··· Extracted information

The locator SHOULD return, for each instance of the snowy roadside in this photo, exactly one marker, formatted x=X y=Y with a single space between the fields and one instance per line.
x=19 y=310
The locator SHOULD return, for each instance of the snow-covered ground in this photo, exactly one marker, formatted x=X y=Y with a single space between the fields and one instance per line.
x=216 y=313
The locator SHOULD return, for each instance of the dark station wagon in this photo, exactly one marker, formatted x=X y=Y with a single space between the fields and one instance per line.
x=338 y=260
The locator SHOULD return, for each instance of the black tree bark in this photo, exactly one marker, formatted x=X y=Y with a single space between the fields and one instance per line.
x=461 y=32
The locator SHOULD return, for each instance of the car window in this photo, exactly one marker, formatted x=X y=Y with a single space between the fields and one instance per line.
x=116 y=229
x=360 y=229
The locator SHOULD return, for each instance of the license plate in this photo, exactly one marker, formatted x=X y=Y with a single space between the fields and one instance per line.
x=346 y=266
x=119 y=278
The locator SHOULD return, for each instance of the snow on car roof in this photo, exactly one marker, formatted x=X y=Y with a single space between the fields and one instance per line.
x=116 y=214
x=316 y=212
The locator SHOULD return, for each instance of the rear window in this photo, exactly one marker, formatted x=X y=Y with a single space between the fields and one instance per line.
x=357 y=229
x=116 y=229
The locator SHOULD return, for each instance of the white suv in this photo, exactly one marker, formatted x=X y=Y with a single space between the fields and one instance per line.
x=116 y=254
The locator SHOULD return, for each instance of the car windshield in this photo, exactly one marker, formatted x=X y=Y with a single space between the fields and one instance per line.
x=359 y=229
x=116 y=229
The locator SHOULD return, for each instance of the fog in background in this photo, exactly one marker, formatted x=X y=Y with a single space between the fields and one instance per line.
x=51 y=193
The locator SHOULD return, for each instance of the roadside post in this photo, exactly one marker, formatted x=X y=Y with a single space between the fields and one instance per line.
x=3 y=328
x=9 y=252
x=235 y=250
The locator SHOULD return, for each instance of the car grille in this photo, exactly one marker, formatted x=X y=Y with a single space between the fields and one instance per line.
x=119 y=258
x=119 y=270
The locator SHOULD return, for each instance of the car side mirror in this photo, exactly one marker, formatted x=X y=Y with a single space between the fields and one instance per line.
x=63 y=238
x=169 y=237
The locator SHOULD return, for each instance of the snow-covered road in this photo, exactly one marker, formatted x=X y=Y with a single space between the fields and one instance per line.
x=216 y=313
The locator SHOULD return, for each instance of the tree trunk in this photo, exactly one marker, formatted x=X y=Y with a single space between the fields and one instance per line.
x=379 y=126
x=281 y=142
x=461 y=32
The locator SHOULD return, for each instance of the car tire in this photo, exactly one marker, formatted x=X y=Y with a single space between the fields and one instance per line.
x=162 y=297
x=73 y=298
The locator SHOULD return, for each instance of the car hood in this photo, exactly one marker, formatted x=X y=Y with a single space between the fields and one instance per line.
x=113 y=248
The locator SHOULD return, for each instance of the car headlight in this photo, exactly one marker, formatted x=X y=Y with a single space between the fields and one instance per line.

······

* _What to do_
Word for word, write out the entire listing once more.

* _Your solution_
The locator SHOULD return, for each instance of the snowy roadside in this photo, exactly one marker, formatted x=X y=Y with a single space between the fields and one instance per line.
x=19 y=310
The locator SHOULD return, for each instance of the snow-covered ground in this photo, exactly one marker, formatted x=X y=Y with a single space between the fields and one instance per line.
x=216 y=313
The locator SHOULD return, for each instance of the dark station wagon in this photo, exactly one marker, formatted x=X y=Y with a single space between the fields and one instance per line.
x=338 y=260
The locator SHOULD return, for each instance of the black tree bark in this photo, exactly one marker, formatted x=X y=Y with a single space between the fields and one instance per line.
x=461 y=32
The locator SHOULD return, for each instance of the car window in this photo, exactly one marker, formatted x=X y=Y with a single space between the fields and one instance per line.
x=116 y=229
x=360 y=229
The locator SHOULD return, for each instance of the license plate in this photo, exactly one marker, formatted x=X y=Y with a single space between the fields and one instance per line.
x=346 y=266
x=119 y=278
The locator SHOULD return, for each instance of the snow on car roof in this photo, exactly one marker, formatted x=X y=Y with a single space between the fields and one instance per line.
x=116 y=214
x=316 y=212
The locator SHOULD return, for each instance of the rear window in this photo, exactly one marker, formatted x=X y=Y with a single space between the fields and one instance per line.
x=357 y=229
x=116 y=229
The locator SHOULD return, for each instance of the white suv in this photo, exactly one marker, formatted x=X y=Y with a single space between the fields and one instance per line.
x=116 y=254
The locator SHOULD return, for each instance of the car windshield in this photo, exactly one marker, formatted x=X y=Y with a single space between the fields and one instance per line.
x=359 y=229
x=116 y=229
The locator SHOULD return, for each instance of the fog in background in this photo, exactly one marker, formatted x=X y=Y with a single space between the fields and one instance per line.
x=51 y=193
The locator SHOULD return, for each instance of the roadside post in this photo, exactly one marker, formatted x=X y=Y with a single space between the fields and one instance per line.
x=3 y=328
x=9 y=252
x=235 y=250
The locator SHOULD return, for each instance of the car grille in this photo, exactly one marker, formatted x=X y=Y with a single space between the fields and one instance per line.
x=119 y=258
x=119 y=270
The locator SHOULD return, for each instance of the car side mirror in this photo, exactly one marker, formatted x=X y=Y with a single space between the fields and one instance per line.
x=63 y=238
x=169 y=237
The locator SHOULD return, for each instance of the snow-covered road in this photo, exactly one marker, formatted x=X y=Y with a single space between the fields and one instance per line.
x=216 y=313
The locator SHOULD return, for each instance of the tree trunk in this photo, exactly one marker, formatted x=X y=Y with a single space between the fields and one instance per line.
x=379 y=126
x=281 y=142
x=461 y=32
The locator SHOULD return, for each instance of the car tire in this photo, exactly one marker, formatted x=X y=Y with a single space between the fields and one instance per line.
x=162 y=297
x=73 y=298
The locator SHOULD return, for each instance of the car hood in this photo, exactly one marker, formatted x=X y=Y with a single space between the fields and one instance per line.
x=113 y=248
The locator SHOULD return, for each instance of the car headlight in this photo, exactly one marker, formatted x=X y=Y with a single space between the fields and one instance per line.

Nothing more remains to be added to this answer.